§ **PROBLEM TO WORK ON**
With the line containing "Labeling rule: each instance of the awning" as the first line and the last line of the records as the final one, reproduce that range exactly.

[Photo object pointing records]
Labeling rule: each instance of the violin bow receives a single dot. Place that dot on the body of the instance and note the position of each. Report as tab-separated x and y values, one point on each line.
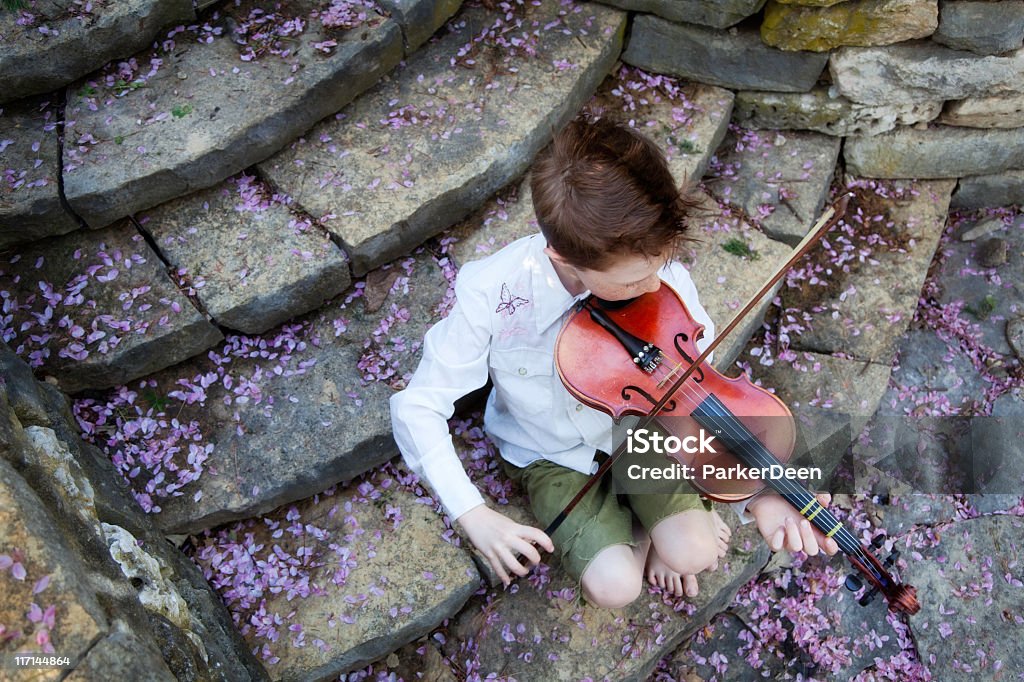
900	597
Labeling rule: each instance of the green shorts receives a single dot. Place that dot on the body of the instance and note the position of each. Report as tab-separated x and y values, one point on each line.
602	518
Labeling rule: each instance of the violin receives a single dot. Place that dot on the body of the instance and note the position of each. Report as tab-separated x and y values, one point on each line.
651	368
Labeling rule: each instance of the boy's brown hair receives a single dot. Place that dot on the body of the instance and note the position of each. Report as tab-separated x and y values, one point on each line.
602	189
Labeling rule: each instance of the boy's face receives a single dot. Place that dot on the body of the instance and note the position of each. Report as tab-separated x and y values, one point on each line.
628	276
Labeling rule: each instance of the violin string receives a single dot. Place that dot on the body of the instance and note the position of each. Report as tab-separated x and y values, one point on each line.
791	487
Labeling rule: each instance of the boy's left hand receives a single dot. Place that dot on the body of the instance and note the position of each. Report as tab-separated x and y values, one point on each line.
780	525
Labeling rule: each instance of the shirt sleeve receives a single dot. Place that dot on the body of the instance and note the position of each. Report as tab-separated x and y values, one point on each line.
454	364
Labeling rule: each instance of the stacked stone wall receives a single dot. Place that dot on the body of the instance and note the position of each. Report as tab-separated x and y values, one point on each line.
916	88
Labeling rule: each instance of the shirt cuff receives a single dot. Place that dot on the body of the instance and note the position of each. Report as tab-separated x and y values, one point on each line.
448	474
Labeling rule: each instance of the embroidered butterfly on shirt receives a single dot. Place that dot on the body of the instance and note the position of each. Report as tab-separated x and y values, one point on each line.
509	302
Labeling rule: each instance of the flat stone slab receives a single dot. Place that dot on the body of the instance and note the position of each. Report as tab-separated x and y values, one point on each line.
988	295
96	309
939	152
820	112
724	281
738	59
989	190
211	108
259	261
864	308
264	407
706	12
922	72
50	43
463	118
791	27
537	631
983	28
780	180
974	599
373	570
30	190
998	112
38	567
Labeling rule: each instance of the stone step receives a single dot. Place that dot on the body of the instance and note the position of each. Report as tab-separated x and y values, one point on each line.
333	583
537	631
96	309
464	117
736	59
274	418
259	262
31	207
47	45
859	294
214	98
779	180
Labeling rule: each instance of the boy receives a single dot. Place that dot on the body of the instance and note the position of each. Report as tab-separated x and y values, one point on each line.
611	218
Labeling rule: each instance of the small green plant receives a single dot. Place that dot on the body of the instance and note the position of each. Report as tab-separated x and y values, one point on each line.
738	247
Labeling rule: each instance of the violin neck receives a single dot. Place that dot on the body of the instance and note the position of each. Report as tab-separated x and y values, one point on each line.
715	417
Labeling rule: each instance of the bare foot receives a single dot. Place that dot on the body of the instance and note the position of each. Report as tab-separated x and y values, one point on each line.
659	574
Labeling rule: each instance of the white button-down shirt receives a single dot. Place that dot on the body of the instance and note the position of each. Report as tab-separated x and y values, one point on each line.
509	309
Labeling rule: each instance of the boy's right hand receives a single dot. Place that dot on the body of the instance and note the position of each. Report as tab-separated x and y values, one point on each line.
500	540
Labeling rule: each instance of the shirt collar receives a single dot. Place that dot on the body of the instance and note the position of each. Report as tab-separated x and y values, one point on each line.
551	300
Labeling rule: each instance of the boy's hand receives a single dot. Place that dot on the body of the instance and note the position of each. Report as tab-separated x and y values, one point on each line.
500	539
779	522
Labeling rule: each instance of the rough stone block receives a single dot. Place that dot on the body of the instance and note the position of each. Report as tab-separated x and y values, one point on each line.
739	61
540	632
463	118
36	555
259	262
863	23
780	180
332	371
31	207
822	113
923	72
210	109
954	574
706	12
398	580
939	152
47	45
95	309
866	306
983	28
989	190
997	112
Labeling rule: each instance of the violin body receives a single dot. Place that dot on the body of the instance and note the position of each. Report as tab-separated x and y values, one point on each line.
663	320
640	357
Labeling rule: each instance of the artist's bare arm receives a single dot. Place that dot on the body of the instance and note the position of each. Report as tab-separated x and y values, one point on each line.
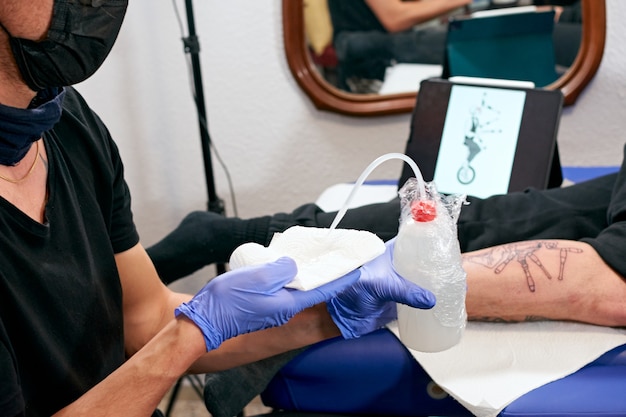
397	15
544	280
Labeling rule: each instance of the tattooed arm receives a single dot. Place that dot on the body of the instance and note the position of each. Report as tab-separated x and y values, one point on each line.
544	280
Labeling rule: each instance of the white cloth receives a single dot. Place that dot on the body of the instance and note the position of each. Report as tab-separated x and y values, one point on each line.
496	363
321	255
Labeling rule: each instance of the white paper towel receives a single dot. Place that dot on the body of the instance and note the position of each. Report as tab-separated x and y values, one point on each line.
320	254
496	363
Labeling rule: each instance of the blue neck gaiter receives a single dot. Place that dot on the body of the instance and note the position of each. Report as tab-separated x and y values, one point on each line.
19	128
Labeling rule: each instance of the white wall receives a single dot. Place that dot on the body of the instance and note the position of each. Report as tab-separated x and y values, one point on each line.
280	151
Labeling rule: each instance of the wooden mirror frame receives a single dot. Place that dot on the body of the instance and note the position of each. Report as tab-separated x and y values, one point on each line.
327	97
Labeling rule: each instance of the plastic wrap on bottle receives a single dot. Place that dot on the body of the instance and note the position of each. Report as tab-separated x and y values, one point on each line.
427	253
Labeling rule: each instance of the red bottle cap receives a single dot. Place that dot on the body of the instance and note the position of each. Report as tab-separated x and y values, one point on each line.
423	210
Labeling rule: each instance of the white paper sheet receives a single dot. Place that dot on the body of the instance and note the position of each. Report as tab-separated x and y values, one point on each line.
496	363
321	255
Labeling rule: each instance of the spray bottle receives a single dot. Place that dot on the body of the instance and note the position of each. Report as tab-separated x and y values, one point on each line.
427	253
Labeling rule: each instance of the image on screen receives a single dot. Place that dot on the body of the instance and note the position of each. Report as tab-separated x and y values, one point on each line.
479	140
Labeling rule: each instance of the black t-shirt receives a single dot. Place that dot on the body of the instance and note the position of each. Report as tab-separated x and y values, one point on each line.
610	243
61	328
353	16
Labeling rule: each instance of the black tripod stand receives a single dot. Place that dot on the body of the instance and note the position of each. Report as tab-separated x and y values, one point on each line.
215	204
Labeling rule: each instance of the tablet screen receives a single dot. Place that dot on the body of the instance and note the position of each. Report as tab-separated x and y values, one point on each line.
483	140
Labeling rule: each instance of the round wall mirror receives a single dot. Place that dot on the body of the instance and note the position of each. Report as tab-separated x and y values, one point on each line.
327	97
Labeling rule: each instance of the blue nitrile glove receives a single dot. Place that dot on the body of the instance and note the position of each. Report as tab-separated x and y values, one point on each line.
254	298
371	302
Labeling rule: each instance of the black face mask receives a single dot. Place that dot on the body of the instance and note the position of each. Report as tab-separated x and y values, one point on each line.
81	35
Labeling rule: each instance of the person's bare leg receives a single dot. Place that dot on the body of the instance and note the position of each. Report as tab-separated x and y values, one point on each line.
543	280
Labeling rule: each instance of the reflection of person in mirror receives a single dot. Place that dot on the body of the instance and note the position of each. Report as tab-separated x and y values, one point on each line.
371	35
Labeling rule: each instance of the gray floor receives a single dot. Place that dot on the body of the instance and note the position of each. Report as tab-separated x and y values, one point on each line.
189	404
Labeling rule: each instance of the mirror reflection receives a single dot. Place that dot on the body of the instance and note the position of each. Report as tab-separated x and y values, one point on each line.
387	46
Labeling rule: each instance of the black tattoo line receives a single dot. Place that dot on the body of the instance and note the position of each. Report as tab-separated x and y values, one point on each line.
498	258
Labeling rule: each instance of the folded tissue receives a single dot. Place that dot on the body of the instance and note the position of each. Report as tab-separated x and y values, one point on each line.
321	254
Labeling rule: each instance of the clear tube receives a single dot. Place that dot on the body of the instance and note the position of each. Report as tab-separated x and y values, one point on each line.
368	170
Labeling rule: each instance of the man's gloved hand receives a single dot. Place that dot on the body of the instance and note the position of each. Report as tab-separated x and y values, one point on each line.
254	298
371	302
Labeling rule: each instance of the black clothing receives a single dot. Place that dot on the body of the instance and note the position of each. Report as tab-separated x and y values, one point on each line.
61	327
593	211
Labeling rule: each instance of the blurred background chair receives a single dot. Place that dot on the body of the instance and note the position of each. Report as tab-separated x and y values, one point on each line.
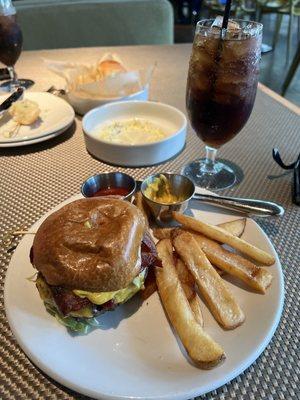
290	8
49	24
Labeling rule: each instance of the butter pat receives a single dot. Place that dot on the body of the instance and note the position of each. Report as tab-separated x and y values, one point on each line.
24	112
131	132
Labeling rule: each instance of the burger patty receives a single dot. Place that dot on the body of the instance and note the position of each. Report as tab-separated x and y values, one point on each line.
67	301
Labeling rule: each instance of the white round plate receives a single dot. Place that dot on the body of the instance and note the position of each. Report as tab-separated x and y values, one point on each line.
136	354
56	116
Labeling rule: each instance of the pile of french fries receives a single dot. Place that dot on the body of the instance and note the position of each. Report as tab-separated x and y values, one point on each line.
193	260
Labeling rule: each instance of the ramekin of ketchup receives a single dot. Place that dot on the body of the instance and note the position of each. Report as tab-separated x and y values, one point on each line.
109	184
112	191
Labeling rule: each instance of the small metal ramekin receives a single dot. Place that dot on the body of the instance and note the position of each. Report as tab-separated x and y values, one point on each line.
181	186
107	180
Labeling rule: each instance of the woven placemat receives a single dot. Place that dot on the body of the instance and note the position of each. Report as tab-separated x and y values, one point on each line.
37	177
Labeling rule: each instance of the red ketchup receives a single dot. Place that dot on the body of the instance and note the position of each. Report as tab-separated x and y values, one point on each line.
111	191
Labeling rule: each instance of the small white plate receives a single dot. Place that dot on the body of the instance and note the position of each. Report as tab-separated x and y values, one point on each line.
172	121
56	116
136	354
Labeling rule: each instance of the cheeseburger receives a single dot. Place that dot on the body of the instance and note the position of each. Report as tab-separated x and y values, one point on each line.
92	255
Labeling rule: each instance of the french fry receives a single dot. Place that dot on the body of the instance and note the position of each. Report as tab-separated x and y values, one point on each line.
188	285
202	349
219	299
256	277
235	227
140	203
221	235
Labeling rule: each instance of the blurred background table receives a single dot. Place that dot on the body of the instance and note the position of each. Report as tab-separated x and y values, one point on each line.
37	177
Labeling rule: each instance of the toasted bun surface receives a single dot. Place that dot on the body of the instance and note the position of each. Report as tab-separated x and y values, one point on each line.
90	244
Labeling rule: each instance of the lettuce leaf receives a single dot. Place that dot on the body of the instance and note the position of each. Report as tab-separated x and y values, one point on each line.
119	296
79	325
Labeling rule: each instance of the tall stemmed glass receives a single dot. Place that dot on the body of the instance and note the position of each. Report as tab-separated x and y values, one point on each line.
11	41
221	89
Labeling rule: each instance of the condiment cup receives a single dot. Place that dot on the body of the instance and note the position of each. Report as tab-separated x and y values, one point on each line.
109	180
180	186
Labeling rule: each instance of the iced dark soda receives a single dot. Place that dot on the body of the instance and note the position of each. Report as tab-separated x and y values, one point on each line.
222	80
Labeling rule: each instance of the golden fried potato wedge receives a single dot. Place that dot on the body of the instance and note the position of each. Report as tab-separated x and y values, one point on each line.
219	299
188	285
140	203
220	235
256	277
202	349
235	227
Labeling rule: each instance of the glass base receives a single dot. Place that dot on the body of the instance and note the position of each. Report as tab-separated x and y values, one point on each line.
11	86
220	177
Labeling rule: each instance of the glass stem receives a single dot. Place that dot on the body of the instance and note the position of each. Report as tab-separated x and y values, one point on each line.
210	158
14	84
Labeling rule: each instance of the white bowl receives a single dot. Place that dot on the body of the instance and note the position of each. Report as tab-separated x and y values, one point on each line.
167	117
82	105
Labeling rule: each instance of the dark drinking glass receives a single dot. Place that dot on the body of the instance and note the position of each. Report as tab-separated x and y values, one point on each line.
221	89
11	41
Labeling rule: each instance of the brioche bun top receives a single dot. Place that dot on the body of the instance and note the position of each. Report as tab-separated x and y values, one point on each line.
90	244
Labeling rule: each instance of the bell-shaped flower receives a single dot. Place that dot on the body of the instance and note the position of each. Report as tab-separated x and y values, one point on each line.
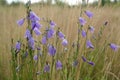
20	22
33	16
83	33
89	44
37	32
51	50
28	34
52	24
89	14
18	46
82	21
64	42
114	46
61	35
58	65
44	40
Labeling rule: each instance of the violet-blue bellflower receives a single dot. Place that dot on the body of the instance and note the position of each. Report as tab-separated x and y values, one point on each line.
61	35
91	29
18	46
37	32
82	21
52	24
35	57
58	65
28	34
64	42
91	63
33	16
114	46
89	14
20	22
84	59
51	50
31	43
47	68
75	63
50	33
83	33
89	44
35	24
44	40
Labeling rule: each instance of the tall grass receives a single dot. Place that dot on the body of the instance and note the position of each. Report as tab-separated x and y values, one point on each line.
106	61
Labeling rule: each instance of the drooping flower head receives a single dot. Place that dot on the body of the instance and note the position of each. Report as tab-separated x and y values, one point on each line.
84	59
82	21
51	50
35	24
35	57
89	44
91	29
47	68
83	33
75	63
20	22
31	43
114	46
52	24
50	33
28	34
37	32
89	14
64	42
58	65
18	46
61	35
33	16
91	63
44	40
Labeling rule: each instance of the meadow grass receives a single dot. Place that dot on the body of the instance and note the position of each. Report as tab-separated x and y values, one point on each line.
107	63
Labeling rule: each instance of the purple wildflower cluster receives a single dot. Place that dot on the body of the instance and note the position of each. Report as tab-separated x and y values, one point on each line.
35	26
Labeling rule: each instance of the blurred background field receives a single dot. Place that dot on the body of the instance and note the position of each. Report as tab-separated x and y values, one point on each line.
66	17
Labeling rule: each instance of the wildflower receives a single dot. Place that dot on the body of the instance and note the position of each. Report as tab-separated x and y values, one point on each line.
92	29
36	24
35	57
58	65
37	32
51	50
64	42
18	46
38	48
44	40
20	22
106	22
84	59
28	34
82	21
114	46
38	73
83	33
47	68
18	68
75	63
91	63
52	24
89	44
26	54
50	33
61	35
33	16
89	14
31	42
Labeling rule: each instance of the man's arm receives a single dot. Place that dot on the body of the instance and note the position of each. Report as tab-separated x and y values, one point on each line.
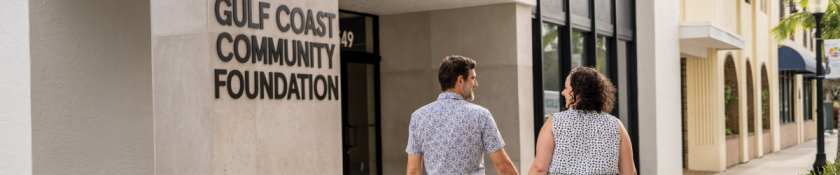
503	164
415	165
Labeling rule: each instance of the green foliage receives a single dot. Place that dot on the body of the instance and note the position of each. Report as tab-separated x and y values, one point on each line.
804	20
728	98
764	95
829	168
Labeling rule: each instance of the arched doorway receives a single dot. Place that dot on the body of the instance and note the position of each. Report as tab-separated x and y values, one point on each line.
765	111
751	117
731	114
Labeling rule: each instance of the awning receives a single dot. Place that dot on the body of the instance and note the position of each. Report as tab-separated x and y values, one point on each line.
790	59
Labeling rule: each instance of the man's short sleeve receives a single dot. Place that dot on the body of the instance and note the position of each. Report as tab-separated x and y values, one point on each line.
491	136
414	146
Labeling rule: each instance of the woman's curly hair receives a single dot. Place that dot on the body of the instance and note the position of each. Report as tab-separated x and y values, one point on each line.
591	91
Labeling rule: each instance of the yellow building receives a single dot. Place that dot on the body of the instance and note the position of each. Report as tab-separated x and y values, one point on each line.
739	101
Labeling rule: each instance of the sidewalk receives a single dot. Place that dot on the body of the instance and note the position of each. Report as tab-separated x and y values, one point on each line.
794	160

§ **SOLUTION TO THE PROBLEM**
Labeling rule: each instance of the awning receives a single dot. Place that dot on the body of the instance and note the position of each. Report as tab-separated x and y values, one point on each line.
790	59
Labeling rule: each instance of the man's short sleeve receives a single dot. Place that dot on the body of the instance and note the position of each. Report as tab-separated x and y values, one point on each line.
491	136
414	146
Labeling rule: each instance of the woman's curly hair receives a single dot. Place that dot on the body of the instance and note the position of each. Report as tab-separated x and y values, one point on each line.
591	91
Labeling rule: each instance of the yellow building receives a single dot. Place that dot on the body of the instance and note the position of each. Report as tab-separated x and y values, one point on each line.
739	101
Labeling rule: each instance of the sidewalk receives a single dot. Place that dot on the body of the instance and note the position of each. Report as tab-separated x and y values, one point on each line.
794	160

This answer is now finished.